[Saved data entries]
★ ★ ★ ★ ★

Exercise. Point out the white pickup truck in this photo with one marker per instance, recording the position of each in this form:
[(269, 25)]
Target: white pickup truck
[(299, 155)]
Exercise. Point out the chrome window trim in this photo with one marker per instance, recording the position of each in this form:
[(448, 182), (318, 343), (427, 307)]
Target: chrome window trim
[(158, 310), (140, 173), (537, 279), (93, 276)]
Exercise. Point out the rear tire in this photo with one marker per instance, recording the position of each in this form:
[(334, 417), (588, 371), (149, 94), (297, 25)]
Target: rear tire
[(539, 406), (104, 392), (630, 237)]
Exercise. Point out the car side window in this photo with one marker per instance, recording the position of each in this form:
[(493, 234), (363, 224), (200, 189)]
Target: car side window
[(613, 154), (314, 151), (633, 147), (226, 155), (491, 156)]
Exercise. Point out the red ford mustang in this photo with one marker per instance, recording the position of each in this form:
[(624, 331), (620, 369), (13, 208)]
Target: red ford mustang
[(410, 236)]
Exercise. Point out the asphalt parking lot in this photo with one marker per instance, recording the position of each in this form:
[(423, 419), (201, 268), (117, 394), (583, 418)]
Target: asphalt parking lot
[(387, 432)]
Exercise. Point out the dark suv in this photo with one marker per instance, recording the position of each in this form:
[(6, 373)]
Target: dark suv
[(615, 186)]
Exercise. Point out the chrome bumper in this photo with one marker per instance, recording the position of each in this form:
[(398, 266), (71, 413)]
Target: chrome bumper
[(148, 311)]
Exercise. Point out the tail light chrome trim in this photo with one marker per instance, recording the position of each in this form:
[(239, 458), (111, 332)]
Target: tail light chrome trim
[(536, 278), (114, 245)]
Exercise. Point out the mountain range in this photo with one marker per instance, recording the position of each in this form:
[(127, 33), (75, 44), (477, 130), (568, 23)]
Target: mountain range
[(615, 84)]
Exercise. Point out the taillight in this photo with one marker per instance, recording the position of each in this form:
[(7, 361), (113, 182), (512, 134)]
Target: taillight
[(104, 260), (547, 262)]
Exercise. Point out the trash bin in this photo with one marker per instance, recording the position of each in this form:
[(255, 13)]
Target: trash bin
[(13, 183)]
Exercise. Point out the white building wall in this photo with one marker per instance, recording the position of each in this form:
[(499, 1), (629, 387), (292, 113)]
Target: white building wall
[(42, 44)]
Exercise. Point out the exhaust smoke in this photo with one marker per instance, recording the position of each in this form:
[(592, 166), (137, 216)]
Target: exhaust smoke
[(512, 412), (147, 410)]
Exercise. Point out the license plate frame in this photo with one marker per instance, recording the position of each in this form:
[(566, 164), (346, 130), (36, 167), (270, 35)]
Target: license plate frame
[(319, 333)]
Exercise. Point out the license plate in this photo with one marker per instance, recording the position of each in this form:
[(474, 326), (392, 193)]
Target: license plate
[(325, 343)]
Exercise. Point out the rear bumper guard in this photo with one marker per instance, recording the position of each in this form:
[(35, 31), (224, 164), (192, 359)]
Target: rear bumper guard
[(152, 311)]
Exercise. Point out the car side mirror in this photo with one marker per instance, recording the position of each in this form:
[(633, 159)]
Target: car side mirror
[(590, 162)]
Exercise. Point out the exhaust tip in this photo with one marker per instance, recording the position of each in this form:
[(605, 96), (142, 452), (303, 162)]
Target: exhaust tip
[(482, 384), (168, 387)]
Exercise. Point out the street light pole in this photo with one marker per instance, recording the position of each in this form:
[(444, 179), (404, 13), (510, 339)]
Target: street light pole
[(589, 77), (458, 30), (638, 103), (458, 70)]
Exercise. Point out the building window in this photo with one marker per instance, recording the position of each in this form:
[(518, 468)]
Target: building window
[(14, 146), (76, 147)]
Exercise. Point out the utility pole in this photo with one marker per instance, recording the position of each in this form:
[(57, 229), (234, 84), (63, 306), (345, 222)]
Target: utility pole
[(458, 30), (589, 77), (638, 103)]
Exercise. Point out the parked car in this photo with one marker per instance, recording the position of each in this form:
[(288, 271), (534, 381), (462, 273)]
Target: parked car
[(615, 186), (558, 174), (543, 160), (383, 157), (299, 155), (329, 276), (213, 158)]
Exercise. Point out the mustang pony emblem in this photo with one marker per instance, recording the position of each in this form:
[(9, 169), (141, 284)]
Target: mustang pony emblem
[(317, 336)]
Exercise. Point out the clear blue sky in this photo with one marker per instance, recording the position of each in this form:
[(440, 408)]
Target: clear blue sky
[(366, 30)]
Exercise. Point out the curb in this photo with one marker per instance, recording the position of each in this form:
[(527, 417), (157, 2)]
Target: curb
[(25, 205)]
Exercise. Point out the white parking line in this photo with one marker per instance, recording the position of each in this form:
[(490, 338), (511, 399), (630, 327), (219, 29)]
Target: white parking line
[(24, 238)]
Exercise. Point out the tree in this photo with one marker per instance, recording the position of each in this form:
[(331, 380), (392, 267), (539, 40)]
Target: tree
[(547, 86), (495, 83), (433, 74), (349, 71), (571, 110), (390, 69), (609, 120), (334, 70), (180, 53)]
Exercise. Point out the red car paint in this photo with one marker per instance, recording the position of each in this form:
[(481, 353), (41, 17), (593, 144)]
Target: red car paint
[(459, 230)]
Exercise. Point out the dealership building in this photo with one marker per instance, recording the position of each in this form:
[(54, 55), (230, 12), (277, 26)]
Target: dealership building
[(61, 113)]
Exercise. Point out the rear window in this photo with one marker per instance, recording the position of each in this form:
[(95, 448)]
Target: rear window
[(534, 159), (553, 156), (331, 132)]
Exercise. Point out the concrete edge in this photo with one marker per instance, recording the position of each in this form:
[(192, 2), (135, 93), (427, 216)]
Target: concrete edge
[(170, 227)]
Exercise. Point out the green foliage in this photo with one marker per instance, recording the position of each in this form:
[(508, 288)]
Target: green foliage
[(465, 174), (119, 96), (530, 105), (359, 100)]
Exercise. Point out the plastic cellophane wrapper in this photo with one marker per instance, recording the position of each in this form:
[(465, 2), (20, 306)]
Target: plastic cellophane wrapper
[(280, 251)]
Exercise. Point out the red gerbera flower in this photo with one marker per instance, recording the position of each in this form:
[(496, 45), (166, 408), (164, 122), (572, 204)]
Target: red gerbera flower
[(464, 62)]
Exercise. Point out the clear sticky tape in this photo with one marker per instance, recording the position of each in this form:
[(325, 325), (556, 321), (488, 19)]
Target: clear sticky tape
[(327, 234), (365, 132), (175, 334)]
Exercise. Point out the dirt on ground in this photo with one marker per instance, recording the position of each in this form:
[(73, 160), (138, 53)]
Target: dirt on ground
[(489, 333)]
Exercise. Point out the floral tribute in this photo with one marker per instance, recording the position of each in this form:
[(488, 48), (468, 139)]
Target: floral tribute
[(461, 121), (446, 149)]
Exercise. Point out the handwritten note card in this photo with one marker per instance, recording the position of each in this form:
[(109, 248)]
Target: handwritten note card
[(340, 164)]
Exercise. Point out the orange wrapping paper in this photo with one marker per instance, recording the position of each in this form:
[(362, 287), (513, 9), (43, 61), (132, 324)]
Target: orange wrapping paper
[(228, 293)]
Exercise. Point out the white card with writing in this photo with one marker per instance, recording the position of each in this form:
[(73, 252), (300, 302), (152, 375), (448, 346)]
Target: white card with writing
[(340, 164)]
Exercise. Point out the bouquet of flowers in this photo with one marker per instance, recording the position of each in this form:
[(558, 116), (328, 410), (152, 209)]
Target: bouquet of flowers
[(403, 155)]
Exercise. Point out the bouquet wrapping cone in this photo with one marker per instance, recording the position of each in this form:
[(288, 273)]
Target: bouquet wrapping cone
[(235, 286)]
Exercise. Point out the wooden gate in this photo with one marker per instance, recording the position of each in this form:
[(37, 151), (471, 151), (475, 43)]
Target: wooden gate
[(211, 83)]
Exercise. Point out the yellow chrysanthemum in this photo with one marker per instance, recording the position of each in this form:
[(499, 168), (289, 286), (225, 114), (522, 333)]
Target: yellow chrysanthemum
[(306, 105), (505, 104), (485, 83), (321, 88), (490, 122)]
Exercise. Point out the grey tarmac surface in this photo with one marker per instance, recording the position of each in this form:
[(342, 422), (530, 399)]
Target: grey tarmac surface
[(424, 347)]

★ ★ ★ ★ ★

> Activity
Of all the entries above, repeat only the lines from the line that has "Exercise. Point out the rear bumper" to the line that has "Exercise. Point out the mustang", both lines included, exactly.

> Response area
Exercise. Point out the rear bumper guard in this photo with one marker per instance, recording the position of each in this form:
[(35, 31), (224, 164), (192, 359)]
Target: rear bumper guard
[(152, 311)]
Exercise. Point out the car side mirror in this photo with one marker per instance, recording the position of each in this form:
[(633, 159)]
Target: car side mirror
[(590, 162)]
Exercise. Point out the exhaust tip in this photo with one marker per instance, recording the position of each in this form:
[(605, 96), (142, 452), (303, 162)]
Target: exhaust tip
[(482, 384), (168, 387)]
Exercise. Point out the street light pole in this photo with one marker per instance, recording the position of each in this form:
[(444, 179), (404, 13), (510, 339)]
Target: street light pole
[(589, 77), (458, 30), (638, 103), (458, 70)]
Exercise. Point out the building window in this photo with one marker per instance, recording the position of each in this form:
[(518, 468)]
Target: building window
[(14, 146), (76, 147)]
Exercise. Point out the utility pole in this photo with one marker per instance, recording the position of each in this form:
[(57, 229), (234, 84), (63, 306), (345, 222)]
Target: utility pole
[(458, 30), (589, 77), (638, 103)]
Exercise. Point out the parked car in this photo with one marker per instance, recording the position of each in this form:
[(288, 271), (534, 381), (462, 273)]
Target: parked car
[(615, 186), (558, 174), (543, 160), (383, 157), (299, 155), (329, 276), (213, 158)]
Exercise. Point out the mustang pony emblem in this photo with one marker per instance, recording the position of each in this form:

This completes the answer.